- [Your objective] Could you rewrite the rows below so that "open cargo door" becomes "open aircraft hatch", with nothing else changed?

- [Extracted information]
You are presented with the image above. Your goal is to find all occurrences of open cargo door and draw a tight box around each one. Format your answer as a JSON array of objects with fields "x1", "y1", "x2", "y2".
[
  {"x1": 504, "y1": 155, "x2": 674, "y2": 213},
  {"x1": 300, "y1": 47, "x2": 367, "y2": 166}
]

- [Response to this exercise]
You are presented with the image above. Your goal is to find all occurrences of open aircraft hatch and draw a tight box around each one. Format your answer as a JSON array of objects with fields "x1", "y1", "x2", "y2".
[
  {"x1": 504, "y1": 155, "x2": 674, "y2": 213},
  {"x1": 300, "y1": 47, "x2": 367, "y2": 166}
]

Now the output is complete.